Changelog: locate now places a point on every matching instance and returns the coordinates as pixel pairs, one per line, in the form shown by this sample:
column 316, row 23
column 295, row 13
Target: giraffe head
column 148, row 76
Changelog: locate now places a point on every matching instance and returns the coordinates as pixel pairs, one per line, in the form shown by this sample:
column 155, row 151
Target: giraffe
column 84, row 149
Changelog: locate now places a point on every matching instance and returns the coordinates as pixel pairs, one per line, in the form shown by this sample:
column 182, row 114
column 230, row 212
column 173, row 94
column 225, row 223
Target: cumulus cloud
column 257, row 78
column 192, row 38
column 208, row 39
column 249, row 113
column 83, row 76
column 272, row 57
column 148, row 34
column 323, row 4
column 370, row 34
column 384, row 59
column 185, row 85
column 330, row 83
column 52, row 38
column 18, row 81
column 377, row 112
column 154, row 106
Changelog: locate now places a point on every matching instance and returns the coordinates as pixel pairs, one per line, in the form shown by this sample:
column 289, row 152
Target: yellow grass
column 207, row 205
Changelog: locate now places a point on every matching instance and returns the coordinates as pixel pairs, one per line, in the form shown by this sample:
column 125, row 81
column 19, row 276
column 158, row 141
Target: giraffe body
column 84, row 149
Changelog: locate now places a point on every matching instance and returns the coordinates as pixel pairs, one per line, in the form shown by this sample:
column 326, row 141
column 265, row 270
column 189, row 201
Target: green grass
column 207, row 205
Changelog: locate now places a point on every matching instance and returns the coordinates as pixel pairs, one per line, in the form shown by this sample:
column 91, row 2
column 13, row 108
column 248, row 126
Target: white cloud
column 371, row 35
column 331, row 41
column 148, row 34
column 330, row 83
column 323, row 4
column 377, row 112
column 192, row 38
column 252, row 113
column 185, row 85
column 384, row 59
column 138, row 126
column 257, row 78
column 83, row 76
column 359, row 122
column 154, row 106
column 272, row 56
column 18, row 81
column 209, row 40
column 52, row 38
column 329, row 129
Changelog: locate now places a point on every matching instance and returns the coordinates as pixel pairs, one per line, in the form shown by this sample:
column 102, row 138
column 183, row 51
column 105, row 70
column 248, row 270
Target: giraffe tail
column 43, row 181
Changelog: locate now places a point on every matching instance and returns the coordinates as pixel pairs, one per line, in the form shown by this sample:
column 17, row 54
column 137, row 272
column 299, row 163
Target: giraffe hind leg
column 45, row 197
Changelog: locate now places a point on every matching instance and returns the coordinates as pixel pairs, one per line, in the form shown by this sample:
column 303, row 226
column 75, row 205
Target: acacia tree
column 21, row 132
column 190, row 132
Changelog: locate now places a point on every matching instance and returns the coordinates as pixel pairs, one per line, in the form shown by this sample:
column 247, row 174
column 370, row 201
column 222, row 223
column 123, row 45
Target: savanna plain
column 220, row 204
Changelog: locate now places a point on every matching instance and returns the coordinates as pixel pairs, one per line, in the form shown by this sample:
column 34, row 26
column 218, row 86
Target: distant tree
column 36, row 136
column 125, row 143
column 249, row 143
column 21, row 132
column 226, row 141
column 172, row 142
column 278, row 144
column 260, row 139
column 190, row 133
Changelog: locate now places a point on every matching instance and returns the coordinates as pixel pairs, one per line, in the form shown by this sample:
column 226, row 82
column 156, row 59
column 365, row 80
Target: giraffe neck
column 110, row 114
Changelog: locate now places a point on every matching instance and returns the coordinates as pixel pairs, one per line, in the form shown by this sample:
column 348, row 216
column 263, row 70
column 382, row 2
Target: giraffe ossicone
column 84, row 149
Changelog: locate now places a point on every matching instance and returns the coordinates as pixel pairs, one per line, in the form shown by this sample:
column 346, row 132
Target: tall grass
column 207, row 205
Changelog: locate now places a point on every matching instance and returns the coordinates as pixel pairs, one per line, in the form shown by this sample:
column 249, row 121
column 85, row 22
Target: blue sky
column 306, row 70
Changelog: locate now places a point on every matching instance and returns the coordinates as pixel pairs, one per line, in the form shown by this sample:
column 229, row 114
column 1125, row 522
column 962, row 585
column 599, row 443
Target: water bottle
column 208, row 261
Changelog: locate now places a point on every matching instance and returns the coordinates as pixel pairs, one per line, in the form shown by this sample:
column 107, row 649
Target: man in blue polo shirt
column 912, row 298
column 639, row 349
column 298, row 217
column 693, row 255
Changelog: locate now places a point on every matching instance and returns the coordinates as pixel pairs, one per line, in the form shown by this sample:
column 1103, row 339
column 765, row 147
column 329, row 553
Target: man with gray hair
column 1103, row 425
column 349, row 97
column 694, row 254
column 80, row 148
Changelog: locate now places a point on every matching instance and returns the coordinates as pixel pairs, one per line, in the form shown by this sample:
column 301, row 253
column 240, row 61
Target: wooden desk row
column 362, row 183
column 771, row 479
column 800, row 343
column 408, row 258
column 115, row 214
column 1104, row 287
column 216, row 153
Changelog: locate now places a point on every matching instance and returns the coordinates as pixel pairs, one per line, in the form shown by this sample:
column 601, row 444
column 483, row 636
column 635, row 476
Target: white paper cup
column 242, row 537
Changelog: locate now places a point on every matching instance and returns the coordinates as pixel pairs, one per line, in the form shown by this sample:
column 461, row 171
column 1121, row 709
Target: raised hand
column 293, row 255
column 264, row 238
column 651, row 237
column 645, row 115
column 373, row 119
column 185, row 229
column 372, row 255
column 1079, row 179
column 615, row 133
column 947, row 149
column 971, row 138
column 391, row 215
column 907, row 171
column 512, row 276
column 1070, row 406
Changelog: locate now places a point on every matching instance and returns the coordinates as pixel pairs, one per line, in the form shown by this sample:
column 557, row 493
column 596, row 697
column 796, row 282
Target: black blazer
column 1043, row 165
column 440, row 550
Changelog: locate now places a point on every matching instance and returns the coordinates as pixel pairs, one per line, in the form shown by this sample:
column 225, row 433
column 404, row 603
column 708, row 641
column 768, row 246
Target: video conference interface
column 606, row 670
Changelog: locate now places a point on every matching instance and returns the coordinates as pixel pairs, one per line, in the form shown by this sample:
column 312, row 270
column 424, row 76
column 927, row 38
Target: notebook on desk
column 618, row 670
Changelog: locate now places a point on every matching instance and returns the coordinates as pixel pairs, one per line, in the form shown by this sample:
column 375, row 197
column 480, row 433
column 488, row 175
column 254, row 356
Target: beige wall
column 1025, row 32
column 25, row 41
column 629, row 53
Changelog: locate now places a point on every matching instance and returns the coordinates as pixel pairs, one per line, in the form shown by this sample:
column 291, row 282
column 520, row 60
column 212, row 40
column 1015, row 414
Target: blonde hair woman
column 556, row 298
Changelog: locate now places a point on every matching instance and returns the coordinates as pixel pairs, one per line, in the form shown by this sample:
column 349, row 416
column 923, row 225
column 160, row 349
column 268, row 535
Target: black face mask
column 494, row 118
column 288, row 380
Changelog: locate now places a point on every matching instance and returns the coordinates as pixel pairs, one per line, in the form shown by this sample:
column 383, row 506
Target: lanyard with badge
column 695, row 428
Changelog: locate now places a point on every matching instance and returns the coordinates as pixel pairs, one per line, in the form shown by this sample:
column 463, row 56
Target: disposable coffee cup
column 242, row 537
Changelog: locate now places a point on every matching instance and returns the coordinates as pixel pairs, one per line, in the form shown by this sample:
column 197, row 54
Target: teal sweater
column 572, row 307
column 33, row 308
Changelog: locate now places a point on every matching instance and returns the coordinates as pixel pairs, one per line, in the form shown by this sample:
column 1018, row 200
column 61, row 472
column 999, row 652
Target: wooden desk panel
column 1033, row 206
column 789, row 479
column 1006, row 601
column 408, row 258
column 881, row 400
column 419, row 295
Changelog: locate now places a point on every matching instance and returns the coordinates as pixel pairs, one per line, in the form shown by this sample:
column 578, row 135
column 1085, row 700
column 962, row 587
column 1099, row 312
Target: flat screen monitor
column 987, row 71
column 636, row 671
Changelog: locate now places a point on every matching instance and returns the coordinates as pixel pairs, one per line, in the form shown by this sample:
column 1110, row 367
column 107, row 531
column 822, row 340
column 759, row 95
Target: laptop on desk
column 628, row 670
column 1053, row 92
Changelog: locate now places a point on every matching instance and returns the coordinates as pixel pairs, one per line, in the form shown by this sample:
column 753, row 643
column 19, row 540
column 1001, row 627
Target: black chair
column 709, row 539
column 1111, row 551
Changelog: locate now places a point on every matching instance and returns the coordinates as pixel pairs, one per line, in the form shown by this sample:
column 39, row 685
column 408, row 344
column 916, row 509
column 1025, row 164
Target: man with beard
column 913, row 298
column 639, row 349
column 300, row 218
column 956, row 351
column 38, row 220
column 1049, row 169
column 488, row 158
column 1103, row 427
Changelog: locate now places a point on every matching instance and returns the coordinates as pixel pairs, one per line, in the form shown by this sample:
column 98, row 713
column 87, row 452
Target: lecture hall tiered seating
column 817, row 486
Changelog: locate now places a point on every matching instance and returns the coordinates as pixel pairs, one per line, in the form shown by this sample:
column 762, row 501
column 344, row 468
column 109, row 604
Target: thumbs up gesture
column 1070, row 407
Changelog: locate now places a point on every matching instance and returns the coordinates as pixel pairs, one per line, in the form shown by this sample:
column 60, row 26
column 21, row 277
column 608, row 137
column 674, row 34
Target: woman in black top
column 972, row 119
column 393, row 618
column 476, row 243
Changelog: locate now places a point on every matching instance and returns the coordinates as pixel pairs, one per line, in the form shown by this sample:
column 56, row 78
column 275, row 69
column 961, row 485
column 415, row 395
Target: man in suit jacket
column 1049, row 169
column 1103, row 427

──────────────────────────────

▶ What you should do: Collect every line in the records above that contains the word "with".

▶ Solution for this task:
Target: man with gray hair
Target: lanyard with badge
Target: man with beard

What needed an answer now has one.